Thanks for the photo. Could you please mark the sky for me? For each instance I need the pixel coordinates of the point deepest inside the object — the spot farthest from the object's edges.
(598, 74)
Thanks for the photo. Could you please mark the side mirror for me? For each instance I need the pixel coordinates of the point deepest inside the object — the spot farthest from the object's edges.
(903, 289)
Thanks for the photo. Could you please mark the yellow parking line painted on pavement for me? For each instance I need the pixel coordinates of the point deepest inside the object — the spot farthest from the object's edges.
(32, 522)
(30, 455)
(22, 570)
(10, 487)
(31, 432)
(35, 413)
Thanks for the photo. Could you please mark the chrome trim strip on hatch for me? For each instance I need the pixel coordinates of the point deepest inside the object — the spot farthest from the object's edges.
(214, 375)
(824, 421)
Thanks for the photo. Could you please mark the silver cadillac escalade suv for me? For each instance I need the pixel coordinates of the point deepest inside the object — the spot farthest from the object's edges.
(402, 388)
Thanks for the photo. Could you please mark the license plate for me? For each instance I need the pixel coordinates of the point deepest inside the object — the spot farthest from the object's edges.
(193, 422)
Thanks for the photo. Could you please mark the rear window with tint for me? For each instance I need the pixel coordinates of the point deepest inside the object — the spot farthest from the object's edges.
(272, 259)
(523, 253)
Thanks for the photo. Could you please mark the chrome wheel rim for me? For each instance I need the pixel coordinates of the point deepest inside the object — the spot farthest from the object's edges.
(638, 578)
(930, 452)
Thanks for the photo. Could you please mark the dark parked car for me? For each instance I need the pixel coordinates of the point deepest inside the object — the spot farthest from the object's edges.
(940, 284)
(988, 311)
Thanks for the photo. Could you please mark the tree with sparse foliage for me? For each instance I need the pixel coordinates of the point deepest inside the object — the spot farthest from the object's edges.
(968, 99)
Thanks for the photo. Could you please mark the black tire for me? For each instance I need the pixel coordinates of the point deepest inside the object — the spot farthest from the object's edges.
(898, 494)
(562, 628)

(Challenge) Lay out every record above as a numbered list, omitting any blank lines.

(Solution to this task)
1. Thanks for the photo. Could you please mark the sky for me? For each instance I need the pixel coordinates of the point deepest inside the object — the spot farthest from the object's edges.
2. (598, 74)
3. Thanks for the photo. Could you please mark the side mirror for me? For each instance I need the pixel coordinates of the point deepest inside the object — the spot farthest from the object's edges.
4. (903, 289)
5. Thanks for the photo. Could you please mark the yellow parking line painted on pavement for me? For each instance I need the pixel coordinates of the point deepest inside the object — the spot farthest from the object's edges.
6. (32, 522)
7. (30, 455)
8. (22, 570)
9. (10, 487)
10. (31, 432)
11. (35, 413)
12. Thanks for the photo. Could you please mark the chrome trim strip on hatch for me? For each instance I need the pixel coordinates of the point deepest inside the object — the spot farthest from the object's edges.
13. (214, 375)
14. (824, 421)
15. Thanks for the photo. Could you please mark the silver cadillac escalade suv for me? For each instance I need the pixel coordinates of the point deepest inside the object — the spot farthest from the object's edges.
16. (402, 388)
17. Thanks for the photo. Could you please mark the license plate for me? For each instance I need the pixel coordinates of the point deepest inside the object — the spot farthest from the object's edges.
18. (193, 422)
19. Thanks for the photo. Could you please mark the rear window with tint for me? For each instance I need the pixel coordinates of the point deepest inside the object — the spot farthest from the object's edges.
20. (272, 259)
21. (523, 253)
22. Thanks for the photo. Could you please mark the chrome wheel rim for me? For each instance I need the pixel coordinates of the point deepest inside the object — the spot farthest from the object's edges.
23. (638, 578)
24. (930, 452)
25. Thanks for the photo. Could you please mark the dark parked car for me? For each instance I need the pixel coordinates of the point deepest inside the object — the spot farthest from the object's edges.
26. (940, 284)
27. (988, 311)
28. Thanks for the photo. Could you please mark the tree with sparse foliage for me? For each instance I need the pixel coordinates of the point deepest inside the object — the spot farthest from the object's edges.
29. (968, 99)
30. Thanks for the photo. Could you please mark the black tire for me? For each instance I need the pixel coordinates of the point deepest inside the object — the spot farthest from the object's edges.
31. (898, 494)
32. (562, 628)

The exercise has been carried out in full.